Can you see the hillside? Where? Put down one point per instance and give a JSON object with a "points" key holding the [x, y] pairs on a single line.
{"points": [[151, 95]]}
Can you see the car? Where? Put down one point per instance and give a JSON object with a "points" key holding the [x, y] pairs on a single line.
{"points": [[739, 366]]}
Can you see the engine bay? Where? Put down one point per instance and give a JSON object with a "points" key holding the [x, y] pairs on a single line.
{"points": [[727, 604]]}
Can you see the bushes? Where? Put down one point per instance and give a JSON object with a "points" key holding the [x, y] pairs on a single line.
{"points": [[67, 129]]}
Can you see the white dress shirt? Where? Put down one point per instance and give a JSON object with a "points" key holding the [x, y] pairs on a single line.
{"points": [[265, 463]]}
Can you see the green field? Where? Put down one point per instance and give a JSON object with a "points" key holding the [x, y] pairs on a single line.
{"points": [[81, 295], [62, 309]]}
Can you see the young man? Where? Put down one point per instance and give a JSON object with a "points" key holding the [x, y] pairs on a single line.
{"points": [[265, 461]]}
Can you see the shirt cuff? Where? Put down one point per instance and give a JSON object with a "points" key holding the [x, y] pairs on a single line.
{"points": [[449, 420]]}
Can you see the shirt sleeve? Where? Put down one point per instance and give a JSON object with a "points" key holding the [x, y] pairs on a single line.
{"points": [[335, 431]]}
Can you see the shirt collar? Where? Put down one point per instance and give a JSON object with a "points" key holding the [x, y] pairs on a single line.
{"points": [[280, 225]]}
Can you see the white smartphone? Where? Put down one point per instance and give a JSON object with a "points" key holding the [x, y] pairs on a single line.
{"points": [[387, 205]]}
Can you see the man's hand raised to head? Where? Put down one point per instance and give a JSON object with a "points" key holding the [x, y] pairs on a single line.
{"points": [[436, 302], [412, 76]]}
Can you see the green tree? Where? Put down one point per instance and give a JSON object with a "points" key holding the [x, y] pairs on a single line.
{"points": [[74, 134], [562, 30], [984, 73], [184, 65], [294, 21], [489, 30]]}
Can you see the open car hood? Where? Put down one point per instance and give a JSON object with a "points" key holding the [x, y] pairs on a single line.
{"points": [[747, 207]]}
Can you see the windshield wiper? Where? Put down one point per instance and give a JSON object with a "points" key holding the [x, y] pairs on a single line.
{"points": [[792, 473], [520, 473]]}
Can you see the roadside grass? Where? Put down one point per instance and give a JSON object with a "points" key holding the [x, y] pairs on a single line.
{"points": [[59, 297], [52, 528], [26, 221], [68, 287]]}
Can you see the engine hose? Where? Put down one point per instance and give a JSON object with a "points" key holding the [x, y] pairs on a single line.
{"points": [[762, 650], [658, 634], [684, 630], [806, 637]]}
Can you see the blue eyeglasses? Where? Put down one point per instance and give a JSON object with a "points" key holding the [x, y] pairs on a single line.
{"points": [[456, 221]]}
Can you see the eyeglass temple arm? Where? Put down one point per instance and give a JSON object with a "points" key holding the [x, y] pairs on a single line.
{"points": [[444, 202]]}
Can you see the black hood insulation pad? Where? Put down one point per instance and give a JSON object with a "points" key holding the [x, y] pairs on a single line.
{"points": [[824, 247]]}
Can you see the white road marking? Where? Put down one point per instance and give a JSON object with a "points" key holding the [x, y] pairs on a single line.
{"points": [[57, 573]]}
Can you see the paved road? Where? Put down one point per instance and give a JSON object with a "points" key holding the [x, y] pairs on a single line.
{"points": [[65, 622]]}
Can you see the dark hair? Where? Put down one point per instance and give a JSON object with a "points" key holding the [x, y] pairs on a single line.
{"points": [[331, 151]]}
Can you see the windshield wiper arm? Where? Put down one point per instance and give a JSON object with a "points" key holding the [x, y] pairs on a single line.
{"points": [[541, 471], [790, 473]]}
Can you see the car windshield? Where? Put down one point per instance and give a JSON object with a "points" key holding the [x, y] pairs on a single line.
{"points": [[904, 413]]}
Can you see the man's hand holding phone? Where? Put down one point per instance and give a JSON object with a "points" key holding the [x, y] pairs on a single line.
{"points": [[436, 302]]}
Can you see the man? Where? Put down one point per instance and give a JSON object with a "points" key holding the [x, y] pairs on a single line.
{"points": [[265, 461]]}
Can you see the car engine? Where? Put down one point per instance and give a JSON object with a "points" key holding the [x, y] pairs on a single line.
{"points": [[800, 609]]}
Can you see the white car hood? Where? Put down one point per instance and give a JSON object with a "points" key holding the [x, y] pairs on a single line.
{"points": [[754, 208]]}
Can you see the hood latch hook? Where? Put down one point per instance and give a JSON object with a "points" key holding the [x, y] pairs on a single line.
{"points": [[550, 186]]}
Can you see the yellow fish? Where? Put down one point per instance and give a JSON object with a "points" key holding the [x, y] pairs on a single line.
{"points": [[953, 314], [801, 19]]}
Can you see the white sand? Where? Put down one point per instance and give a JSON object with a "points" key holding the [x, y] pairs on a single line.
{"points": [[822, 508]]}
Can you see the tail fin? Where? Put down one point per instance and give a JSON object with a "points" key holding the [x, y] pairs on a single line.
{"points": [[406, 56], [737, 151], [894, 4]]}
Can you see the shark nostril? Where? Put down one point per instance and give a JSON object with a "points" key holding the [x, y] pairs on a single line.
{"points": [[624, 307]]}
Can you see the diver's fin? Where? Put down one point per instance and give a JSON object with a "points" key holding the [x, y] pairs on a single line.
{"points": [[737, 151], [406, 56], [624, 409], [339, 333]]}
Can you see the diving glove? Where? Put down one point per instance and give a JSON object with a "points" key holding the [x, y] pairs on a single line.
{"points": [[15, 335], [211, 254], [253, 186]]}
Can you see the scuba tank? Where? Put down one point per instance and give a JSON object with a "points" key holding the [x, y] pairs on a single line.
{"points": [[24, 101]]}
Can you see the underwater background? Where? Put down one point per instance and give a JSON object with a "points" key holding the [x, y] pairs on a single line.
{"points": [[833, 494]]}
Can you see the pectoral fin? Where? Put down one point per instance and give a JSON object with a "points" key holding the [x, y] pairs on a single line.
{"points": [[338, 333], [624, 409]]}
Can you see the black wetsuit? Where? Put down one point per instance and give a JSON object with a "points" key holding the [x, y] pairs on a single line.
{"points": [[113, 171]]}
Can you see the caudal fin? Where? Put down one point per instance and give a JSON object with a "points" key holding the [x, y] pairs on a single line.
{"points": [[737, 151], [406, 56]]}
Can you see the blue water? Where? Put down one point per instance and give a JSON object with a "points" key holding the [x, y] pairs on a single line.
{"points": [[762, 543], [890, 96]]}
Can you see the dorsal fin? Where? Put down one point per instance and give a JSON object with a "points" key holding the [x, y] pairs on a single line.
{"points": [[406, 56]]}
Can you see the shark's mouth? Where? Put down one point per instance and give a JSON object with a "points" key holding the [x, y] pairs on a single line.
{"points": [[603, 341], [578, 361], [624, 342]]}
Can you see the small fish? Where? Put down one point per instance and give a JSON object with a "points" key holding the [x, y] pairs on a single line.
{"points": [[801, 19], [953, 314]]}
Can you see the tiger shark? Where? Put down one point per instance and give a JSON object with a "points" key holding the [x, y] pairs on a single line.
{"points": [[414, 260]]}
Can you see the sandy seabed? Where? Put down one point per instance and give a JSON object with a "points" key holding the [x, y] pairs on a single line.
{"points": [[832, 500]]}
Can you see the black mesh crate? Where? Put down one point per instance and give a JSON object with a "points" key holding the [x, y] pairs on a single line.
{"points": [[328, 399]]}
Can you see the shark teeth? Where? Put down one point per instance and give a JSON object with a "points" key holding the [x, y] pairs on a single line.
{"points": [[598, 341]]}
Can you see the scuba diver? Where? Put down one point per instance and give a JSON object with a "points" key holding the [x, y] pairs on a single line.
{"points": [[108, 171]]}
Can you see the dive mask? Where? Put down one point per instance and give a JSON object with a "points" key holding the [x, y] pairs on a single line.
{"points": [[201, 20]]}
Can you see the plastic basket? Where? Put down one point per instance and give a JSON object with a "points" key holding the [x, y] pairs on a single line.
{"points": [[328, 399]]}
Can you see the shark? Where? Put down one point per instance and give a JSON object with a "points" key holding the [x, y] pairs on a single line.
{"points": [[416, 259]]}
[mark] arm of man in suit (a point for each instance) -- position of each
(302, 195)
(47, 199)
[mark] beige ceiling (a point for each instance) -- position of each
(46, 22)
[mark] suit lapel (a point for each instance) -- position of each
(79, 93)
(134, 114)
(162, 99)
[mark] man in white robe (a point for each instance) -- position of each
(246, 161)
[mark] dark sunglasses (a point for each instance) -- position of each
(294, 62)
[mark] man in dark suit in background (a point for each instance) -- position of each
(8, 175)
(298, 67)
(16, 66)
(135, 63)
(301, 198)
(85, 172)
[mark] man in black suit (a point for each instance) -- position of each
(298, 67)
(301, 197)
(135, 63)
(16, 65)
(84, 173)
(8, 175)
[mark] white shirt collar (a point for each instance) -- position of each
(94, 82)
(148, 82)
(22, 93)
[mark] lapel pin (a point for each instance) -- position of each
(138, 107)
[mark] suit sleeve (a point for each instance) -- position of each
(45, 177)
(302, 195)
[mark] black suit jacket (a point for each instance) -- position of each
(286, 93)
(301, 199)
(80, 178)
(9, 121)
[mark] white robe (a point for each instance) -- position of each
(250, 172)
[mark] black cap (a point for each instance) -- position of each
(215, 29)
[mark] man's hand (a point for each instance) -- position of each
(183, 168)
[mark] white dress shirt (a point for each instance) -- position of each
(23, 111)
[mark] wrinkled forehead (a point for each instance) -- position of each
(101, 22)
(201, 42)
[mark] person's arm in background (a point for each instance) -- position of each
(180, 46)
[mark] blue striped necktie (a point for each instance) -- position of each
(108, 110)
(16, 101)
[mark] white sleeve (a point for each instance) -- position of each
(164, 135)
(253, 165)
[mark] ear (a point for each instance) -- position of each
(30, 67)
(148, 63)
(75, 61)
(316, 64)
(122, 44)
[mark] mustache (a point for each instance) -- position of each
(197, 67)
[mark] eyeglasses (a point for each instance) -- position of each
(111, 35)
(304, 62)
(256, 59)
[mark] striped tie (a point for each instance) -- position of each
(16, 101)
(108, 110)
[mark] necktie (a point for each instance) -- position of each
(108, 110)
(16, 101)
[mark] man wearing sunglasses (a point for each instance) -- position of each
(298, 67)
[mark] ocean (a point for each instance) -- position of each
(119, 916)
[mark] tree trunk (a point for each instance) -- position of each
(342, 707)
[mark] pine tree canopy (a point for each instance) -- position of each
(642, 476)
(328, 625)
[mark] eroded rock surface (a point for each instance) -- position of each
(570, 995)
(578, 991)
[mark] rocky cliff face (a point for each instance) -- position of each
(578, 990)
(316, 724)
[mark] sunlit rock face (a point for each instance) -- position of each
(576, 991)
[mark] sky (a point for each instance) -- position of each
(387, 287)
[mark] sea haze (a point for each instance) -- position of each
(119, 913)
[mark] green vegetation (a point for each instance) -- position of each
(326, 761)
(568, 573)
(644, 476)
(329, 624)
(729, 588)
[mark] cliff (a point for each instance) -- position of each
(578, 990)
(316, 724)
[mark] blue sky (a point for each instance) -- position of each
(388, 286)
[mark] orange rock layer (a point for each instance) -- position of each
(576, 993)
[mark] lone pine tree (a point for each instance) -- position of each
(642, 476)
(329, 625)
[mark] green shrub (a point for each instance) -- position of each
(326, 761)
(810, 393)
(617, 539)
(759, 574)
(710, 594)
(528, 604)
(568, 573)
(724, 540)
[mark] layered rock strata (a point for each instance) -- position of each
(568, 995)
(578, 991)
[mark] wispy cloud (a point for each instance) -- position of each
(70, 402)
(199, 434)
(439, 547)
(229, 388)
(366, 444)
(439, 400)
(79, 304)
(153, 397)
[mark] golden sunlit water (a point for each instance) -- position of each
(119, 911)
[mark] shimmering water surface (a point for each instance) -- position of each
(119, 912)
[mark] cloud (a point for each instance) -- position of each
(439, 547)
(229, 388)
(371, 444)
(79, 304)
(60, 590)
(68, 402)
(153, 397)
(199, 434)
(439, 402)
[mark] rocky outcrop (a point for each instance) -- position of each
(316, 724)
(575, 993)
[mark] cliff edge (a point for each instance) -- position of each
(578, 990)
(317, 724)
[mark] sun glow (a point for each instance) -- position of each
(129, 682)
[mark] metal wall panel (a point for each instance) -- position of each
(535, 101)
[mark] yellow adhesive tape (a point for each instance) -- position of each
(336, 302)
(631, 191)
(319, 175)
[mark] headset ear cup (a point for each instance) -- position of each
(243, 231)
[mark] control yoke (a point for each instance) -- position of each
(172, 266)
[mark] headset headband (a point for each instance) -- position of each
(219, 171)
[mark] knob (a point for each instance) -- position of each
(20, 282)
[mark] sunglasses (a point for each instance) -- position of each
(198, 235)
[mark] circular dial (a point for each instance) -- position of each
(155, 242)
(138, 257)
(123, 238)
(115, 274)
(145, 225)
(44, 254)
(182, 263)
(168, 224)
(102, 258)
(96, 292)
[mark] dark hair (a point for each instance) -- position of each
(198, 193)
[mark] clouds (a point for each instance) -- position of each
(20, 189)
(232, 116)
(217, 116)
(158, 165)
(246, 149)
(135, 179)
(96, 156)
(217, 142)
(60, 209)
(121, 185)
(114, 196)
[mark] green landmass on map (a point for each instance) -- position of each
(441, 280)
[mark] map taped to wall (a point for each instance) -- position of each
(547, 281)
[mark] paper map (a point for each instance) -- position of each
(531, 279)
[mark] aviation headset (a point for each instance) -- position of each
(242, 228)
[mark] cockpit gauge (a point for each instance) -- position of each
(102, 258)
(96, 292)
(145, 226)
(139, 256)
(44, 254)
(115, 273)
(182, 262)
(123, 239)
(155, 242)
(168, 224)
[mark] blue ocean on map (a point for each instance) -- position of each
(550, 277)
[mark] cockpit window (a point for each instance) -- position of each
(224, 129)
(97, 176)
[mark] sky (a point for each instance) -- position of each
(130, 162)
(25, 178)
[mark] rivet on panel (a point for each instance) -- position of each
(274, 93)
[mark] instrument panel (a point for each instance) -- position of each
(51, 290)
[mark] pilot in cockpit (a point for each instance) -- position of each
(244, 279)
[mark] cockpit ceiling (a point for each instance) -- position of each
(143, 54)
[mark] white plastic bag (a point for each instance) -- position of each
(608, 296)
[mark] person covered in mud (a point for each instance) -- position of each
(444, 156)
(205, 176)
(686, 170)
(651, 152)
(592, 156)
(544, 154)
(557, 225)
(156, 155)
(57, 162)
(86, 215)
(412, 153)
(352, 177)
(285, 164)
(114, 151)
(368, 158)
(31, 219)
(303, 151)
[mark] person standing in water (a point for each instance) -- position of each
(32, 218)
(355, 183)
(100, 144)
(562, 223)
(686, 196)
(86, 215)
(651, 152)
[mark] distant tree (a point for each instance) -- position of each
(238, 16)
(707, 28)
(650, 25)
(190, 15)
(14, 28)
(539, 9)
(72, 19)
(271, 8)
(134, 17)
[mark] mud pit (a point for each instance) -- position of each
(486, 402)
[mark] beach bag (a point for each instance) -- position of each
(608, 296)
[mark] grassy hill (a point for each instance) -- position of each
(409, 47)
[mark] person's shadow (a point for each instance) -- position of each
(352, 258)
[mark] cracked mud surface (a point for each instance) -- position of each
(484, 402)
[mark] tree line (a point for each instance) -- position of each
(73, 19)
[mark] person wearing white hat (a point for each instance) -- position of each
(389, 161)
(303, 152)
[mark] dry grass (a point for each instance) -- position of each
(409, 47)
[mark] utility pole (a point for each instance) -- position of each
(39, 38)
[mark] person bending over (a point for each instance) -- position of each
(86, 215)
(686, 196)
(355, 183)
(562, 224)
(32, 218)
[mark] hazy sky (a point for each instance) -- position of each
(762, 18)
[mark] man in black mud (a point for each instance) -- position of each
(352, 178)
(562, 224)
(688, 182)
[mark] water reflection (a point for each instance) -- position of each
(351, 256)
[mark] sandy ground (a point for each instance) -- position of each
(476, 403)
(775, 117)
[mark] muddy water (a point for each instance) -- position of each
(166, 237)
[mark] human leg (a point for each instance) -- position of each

____________________

#### [ASSIGNMENT]
Transcribe exactly, and only, the lines from the one bearing "[mark] muddy water" through the last line of the entries, counting both.

#### [REPLY TO THE TASK]
[mark] muddy water (a point for each instance) -- position of each
(166, 237)
[mark] human leg (a point for each instance) -- position of each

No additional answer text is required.